YOUR OBJECTIVE → When you reach the line that contains "bark in this photo." in the entries below, begin returning lines exactly as written and continue through the last one.
*** THE DATA Section Begins ***
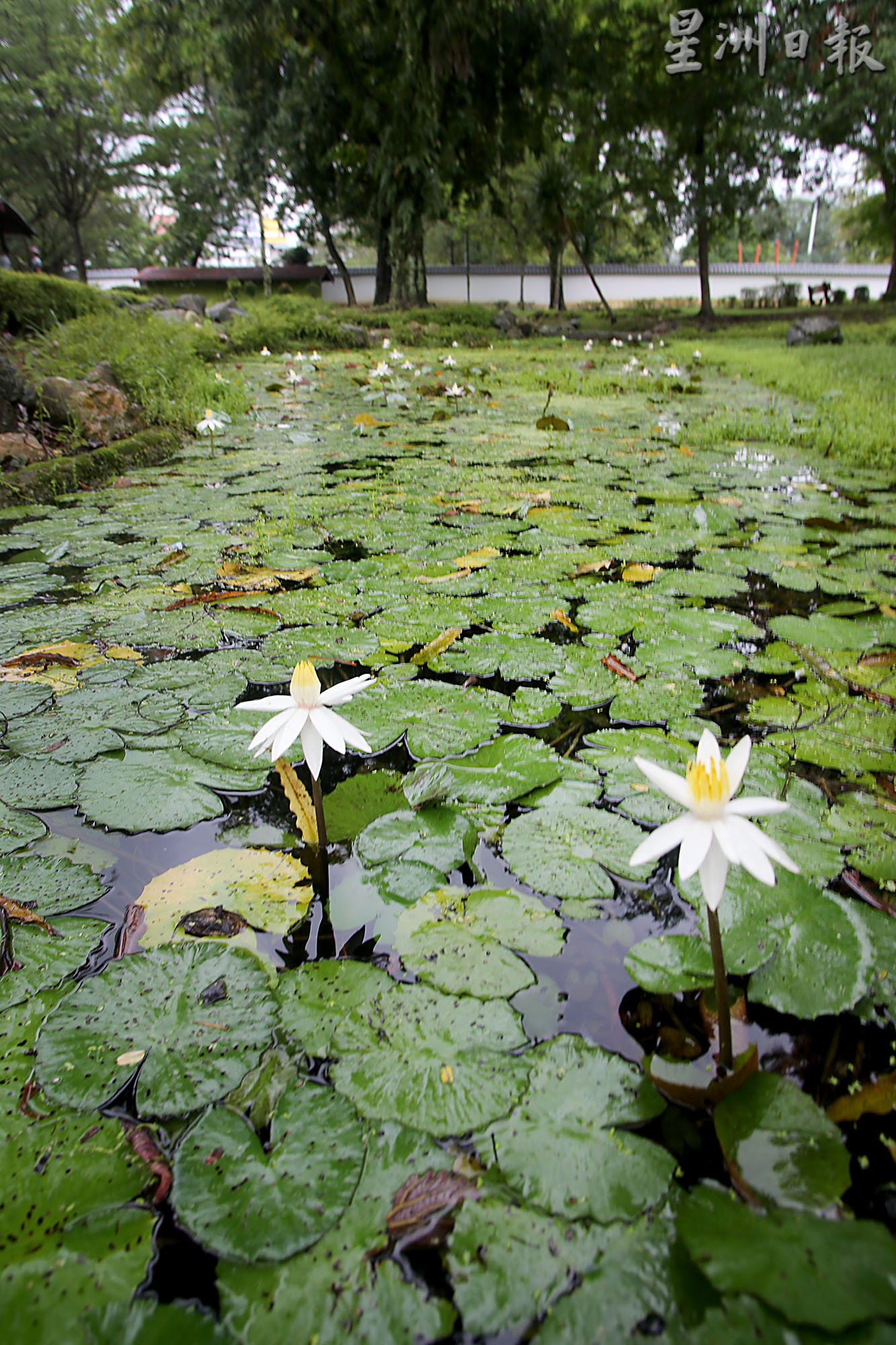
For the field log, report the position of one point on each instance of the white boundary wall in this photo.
(619, 284)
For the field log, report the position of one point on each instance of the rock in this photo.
(356, 336)
(99, 412)
(11, 393)
(814, 332)
(21, 450)
(225, 311)
(192, 303)
(179, 315)
(103, 373)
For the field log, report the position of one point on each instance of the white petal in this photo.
(329, 726)
(268, 703)
(736, 763)
(755, 808)
(662, 840)
(288, 734)
(694, 845)
(708, 750)
(713, 872)
(737, 836)
(343, 692)
(313, 747)
(270, 731)
(674, 786)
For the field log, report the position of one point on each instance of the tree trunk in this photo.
(702, 255)
(79, 247)
(889, 294)
(702, 236)
(338, 263)
(382, 293)
(266, 268)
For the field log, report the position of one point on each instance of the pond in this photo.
(452, 1077)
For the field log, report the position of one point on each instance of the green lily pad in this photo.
(810, 1270)
(18, 829)
(49, 884)
(438, 837)
(509, 1266)
(333, 1292)
(430, 1061)
(782, 1147)
(37, 783)
(460, 942)
(96, 1262)
(567, 852)
(202, 1016)
(561, 1147)
(44, 961)
(253, 1203)
(495, 774)
(149, 792)
(361, 800)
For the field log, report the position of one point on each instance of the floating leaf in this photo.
(204, 1016)
(259, 1204)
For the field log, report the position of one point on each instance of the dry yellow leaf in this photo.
(559, 615)
(299, 802)
(639, 574)
(435, 648)
(475, 560)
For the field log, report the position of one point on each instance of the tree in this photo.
(64, 122)
(856, 108)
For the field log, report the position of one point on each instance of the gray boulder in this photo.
(11, 393)
(179, 315)
(354, 334)
(225, 311)
(194, 303)
(814, 332)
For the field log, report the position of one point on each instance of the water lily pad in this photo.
(37, 783)
(253, 1203)
(18, 829)
(97, 1261)
(460, 942)
(271, 892)
(44, 961)
(317, 997)
(333, 1292)
(202, 1016)
(509, 1266)
(495, 774)
(147, 792)
(561, 1147)
(568, 852)
(780, 1147)
(358, 801)
(50, 886)
(810, 1270)
(430, 1061)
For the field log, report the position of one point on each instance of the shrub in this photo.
(157, 365)
(34, 303)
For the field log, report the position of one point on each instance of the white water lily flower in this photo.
(210, 424)
(307, 714)
(713, 832)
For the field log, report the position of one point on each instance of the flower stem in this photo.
(720, 980)
(322, 827)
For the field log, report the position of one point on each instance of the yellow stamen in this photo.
(708, 785)
(304, 687)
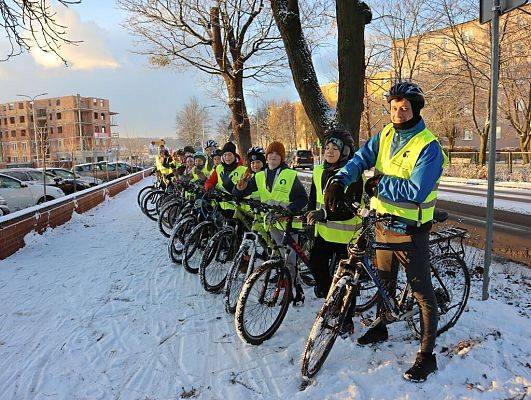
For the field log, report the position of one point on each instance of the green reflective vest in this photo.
(332, 231)
(235, 176)
(279, 194)
(401, 165)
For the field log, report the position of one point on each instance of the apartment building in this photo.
(59, 129)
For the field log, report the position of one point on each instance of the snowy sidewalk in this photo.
(95, 310)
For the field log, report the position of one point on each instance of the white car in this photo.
(4, 210)
(19, 195)
(66, 174)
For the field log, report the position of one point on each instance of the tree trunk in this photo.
(483, 141)
(351, 20)
(525, 146)
(319, 112)
(241, 125)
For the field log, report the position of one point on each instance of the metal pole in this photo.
(495, 26)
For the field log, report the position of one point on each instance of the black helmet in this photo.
(211, 143)
(406, 90)
(256, 153)
(343, 140)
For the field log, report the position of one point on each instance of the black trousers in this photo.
(320, 256)
(417, 265)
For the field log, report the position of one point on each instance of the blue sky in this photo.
(104, 66)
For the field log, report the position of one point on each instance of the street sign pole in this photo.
(495, 62)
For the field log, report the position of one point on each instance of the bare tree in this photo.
(191, 122)
(235, 40)
(351, 17)
(29, 23)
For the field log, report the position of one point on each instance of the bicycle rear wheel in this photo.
(325, 330)
(263, 302)
(195, 245)
(178, 236)
(216, 259)
(236, 276)
(451, 283)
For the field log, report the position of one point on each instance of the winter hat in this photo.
(229, 147)
(277, 147)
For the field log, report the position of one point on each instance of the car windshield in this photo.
(37, 176)
(64, 174)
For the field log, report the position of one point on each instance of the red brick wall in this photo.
(13, 230)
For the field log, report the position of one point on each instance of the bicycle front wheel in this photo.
(325, 329)
(263, 302)
(451, 283)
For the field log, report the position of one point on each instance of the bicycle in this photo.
(452, 294)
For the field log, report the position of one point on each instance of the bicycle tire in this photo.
(151, 199)
(142, 193)
(197, 239)
(167, 216)
(339, 298)
(242, 308)
(236, 277)
(226, 237)
(176, 245)
(441, 264)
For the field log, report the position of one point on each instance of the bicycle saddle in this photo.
(440, 216)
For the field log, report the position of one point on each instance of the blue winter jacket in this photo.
(424, 177)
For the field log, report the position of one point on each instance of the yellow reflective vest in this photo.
(332, 231)
(401, 165)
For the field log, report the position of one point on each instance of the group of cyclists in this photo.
(408, 162)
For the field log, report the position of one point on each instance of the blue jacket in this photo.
(424, 177)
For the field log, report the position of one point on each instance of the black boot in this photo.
(376, 334)
(424, 365)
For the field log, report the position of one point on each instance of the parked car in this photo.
(302, 159)
(117, 169)
(19, 195)
(92, 170)
(35, 176)
(69, 175)
(4, 209)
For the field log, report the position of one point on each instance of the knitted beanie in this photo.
(277, 147)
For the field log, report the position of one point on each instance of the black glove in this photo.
(371, 185)
(334, 195)
(315, 216)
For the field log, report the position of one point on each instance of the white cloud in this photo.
(92, 53)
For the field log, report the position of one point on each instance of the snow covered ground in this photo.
(94, 309)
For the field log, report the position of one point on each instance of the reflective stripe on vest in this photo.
(234, 177)
(279, 195)
(401, 165)
(332, 231)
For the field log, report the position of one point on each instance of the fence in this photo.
(14, 227)
(513, 159)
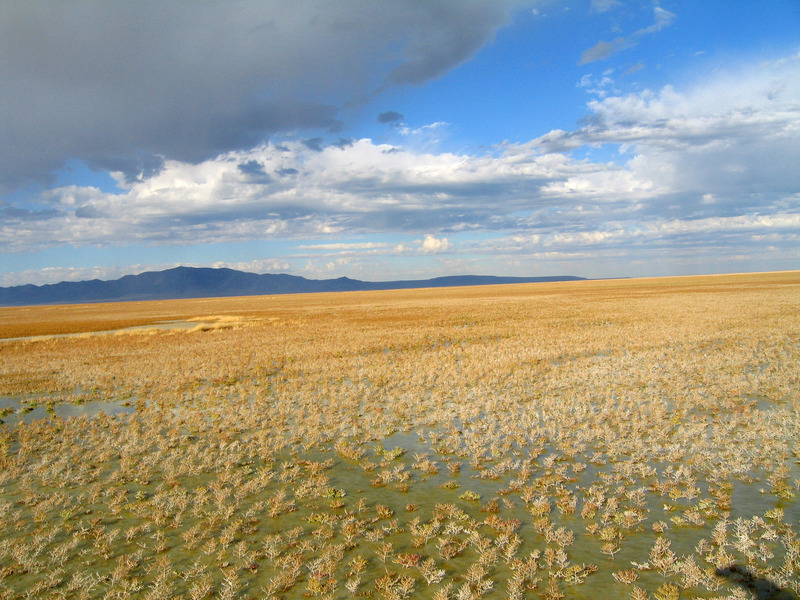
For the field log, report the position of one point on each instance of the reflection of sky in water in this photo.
(165, 325)
(63, 409)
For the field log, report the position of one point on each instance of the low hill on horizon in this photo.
(202, 282)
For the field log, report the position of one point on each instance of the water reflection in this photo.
(17, 410)
(761, 587)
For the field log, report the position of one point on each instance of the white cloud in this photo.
(712, 164)
(602, 50)
(433, 244)
(225, 76)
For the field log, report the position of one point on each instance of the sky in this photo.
(402, 139)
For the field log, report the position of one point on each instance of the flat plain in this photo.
(594, 439)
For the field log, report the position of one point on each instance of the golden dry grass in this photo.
(609, 439)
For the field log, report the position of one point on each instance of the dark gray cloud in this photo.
(127, 85)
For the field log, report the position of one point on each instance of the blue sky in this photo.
(399, 140)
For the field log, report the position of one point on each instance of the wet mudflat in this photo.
(632, 439)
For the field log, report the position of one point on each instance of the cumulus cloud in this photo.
(434, 244)
(390, 117)
(708, 166)
(126, 87)
(603, 49)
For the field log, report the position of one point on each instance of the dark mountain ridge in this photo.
(195, 282)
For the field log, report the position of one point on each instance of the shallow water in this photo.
(32, 409)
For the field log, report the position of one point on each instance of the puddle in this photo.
(16, 410)
(191, 325)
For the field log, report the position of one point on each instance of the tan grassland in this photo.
(610, 439)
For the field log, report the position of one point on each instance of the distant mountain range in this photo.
(191, 282)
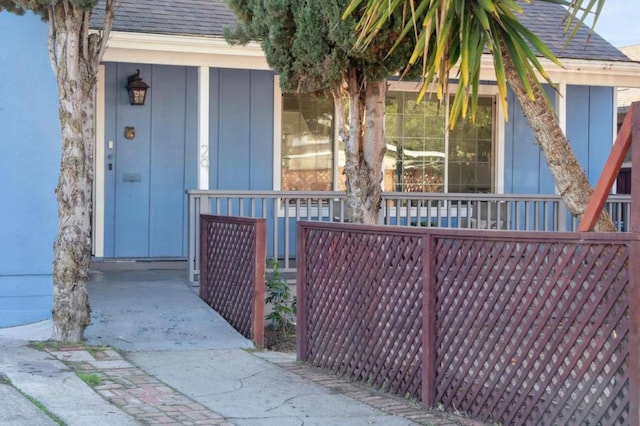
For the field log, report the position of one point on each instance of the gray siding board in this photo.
(546, 183)
(234, 129)
(261, 158)
(167, 162)
(25, 299)
(133, 162)
(111, 96)
(577, 122)
(191, 146)
(600, 130)
(214, 127)
(525, 166)
(590, 126)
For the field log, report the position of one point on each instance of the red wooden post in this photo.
(258, 280)
(634, 274)
(611, 169)
(634, 332)
(635, 172)
(301, 314)
(428, 323)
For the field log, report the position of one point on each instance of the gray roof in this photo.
(181, 17)
(209, 17)
(546, 20)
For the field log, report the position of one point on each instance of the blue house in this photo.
(215, 118)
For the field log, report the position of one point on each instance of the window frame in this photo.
(485, 89)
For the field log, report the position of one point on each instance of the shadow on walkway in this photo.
(147, 306)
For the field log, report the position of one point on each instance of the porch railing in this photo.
(283, 209)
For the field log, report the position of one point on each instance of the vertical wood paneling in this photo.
(166, 195)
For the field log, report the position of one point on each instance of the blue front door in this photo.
(149, 161)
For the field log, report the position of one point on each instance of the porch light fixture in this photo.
(137, 89)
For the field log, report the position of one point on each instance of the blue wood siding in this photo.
(589, 130)
(241, 129)
(29, 168)
(146, 202)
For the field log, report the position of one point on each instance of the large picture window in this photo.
(421, 155)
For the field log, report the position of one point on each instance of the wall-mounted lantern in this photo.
(137, 89)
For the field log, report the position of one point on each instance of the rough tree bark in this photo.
(568, 176)
(75, 54)
(364, 145)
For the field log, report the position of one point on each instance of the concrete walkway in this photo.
(177, 362)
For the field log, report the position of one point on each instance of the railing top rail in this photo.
(389, 195)
(619, 238)
(266, 194)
*** THE DATA Section Ends ***
ANSWER BOX →
For the field log, report the position of one point on each instance of the rough tree bark in this photo.
(568, 176)
(75, 54)
(364, 145)
For the field log, report the position of one point on each instance of the concrete walkway in this photo.
(177, 362)
For the field log, report the position of one point on each instance of the railing top rail in this photo.
(389, 195)
(619, 238)
(266, 194)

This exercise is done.